What the task requires =
Could you reproduce all the rows below, swapping "drop one marker" for "place a single pin" wherever it occurs, changing nothing else, and omitting the pictures?

Dataset records =
§ §

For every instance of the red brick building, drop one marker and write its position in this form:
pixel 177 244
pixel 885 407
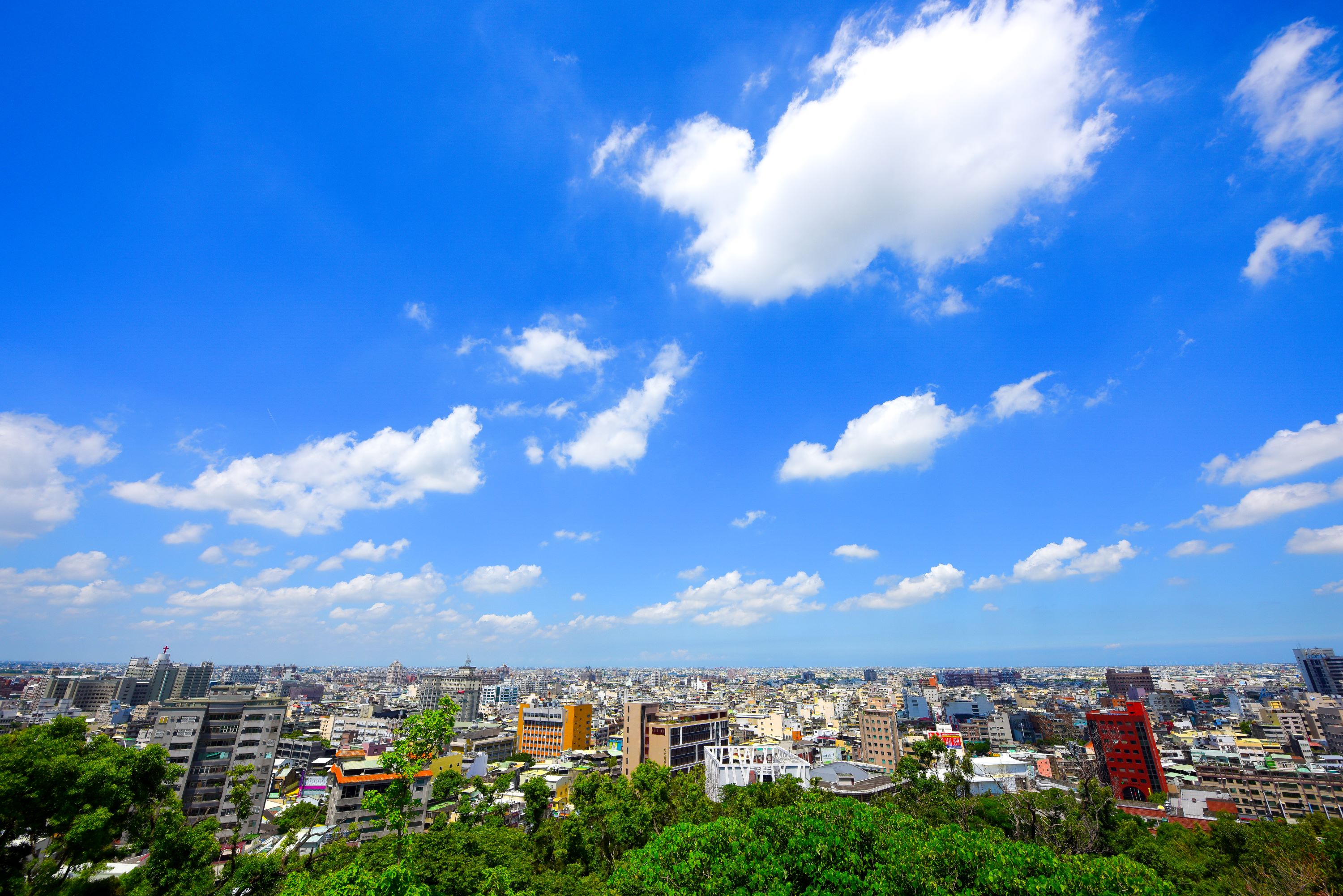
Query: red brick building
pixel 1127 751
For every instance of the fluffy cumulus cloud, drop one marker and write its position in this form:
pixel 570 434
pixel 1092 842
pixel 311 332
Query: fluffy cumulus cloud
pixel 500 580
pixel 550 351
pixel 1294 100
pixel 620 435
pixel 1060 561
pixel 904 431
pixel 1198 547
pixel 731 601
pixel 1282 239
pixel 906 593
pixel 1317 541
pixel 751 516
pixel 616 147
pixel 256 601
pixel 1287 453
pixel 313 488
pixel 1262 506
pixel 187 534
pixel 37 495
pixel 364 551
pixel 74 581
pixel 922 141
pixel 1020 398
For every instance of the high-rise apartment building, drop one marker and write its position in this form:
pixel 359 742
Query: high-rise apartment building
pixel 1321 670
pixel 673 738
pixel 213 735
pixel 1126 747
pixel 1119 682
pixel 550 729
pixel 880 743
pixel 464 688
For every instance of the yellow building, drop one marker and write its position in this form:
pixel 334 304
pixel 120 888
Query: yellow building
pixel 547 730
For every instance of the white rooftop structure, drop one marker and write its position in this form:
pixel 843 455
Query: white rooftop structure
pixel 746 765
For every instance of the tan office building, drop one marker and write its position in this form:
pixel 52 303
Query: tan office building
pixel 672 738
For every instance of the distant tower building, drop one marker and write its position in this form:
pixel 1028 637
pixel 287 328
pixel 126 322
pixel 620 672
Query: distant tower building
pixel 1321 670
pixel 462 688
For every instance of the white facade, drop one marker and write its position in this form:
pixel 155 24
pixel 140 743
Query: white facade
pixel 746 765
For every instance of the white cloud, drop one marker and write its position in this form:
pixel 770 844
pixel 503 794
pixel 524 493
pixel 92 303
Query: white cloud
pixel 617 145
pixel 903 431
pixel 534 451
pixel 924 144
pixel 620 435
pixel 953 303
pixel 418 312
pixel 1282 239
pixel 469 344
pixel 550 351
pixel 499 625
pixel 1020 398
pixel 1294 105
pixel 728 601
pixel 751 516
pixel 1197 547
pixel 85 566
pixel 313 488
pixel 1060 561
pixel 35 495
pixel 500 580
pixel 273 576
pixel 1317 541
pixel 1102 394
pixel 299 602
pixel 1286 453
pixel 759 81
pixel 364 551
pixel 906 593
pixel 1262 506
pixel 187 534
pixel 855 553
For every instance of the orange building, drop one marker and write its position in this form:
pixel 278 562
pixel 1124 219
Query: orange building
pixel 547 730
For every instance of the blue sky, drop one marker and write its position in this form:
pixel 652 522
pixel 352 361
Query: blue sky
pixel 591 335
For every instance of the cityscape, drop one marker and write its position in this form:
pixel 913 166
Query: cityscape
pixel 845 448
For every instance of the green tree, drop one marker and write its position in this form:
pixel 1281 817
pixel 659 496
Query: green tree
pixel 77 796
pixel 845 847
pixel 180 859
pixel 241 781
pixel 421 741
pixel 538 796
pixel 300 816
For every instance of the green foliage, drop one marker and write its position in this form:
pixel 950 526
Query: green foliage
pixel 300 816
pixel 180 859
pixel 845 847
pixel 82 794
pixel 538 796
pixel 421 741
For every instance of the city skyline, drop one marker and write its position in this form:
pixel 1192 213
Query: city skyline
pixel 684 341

§ §

The reply =
For every instance of the red brick building, place a single pin and write its position in this form:
pixel 177 244
pixel 885 407
Query: red brick building
pixel 1127 751
For every instance of the fluffy cumulus cloud, place a single pin and write its position in this form:
pixel 570 434
pixel 1092 842
pixel 311 332
Query: fluffy cumulus cloud
pixel 500 580
pixel 550 351
pixel 1294 100
pixel 620 435
pixel 1060 561
pixel 904 431
pixel 1198 547
pixel 731 601
pixel 1282 239
pixel 906 593
pixel 1317 541
pixel 751 516
pixel 616 147
pixel 256 601
pixel 1287 453
pixel 313 488
pixel 1262 506
pixel 187 534
pixel 37 495
pixel 364 551
pixel 74 581
pixel 922 141
pixel 1020 398
For every instance of the high-rise apartment building, place a single pin and write its position in this form:
pixel 359 742
Query: high-rise apartment building
pixel 1321 670
pixel 673 738
pixel 213 735
pixel 1126 747
pixel 1119 682
pixel 550 729
pixel 880 743
pixel 464 688
For every instance of the yellow building, place a single pin and write its position in this form:
pixel 334 304
pixel 120 888
Query: yellow building
pixel 547 730
For every instance of the white rooftop structure, place a single pin and write its position in this form:
pixel 843 455
Query: white rooftop structure
pixel 746 765
For every instance of the tan office building, place a single pin and write its position in this form:
pixel 52 303
Query: tan office building
pixel 672 738
For every instance of the distant tower building, place a single pin and write its position in this form:
pixel 1028 637
pixel 287 328
pixel 126 322
pixel 620 672
Query: distant tower building
pixel 1321 670
pixel 462 688
For every instance of the white facade, place a single pin and write its position in this form:
pixel 155 24
pixel 140 743
Query: white facade
pixel 746 765
For every instance of the white cloud, place a single pin and write its position in this form:
pixel 770 844
pixel 503 794
pixel 524 493
pixel 92 303
Query: white cloud
pixel 617 145
pixel 903 431
pixel 534 451
pixel 924 144
pixel 620 435
pixel 953 303
pixel 418 312
pixel 1282 239
pixel 469 344
pixel 550 351
pixel 499 625
pixel 1020 398
pixel 1294 105
pixel 728 601
pixel 751 516
pixel 1197 547
pixel 85 566
pixel 313 488
pixel 1060 561
pixel 35 495
pixel 500 580
pixel 273 576
pixel 1317 541
pixel 1102 394
pixel 299 602
pixel 1286 453
pixel 759 81
pixel 364 551
pixel 906 593
pixel 1262 506
pixel 187 534
pixel 855 553
For every instance of the orange building, place a single pin and write its position in this form:
pixel 278 562
pixel 1124 219
Query: orange building
pixel 547 730
For every instance of the blue sky, place a single pin and write its position in this form:
pixel 652 522
pixel 352 361
Query: blue sky
pixel 591 335
For every instance of the cityscape, place a single pin and write its position in this form:
pixel 913 166
Query: cityscape
pixel 845 448
For every instance of the green tree, place a single pin and write its position in this form:
pixel 1281 817
pixel 659 496
Query: green tree
pixel 77 796
pixel 845 847
pixel 180 859
pixel 241 781
pixel 421 741
pixel 538 796
pixel 300 816
For every instance of the green foliage, place a single pin and write its position in this form:
pixel 950 526
Query: green foliage
pixel 300 816
pixel 180 859
pixel 845 847
pixel 82 794
pixel 538 796
pixel 421 741
For every instance of the city skyline, place a single pin and write its position in this form:
pixel 1192 213
Query: city skyline
pixel 684 341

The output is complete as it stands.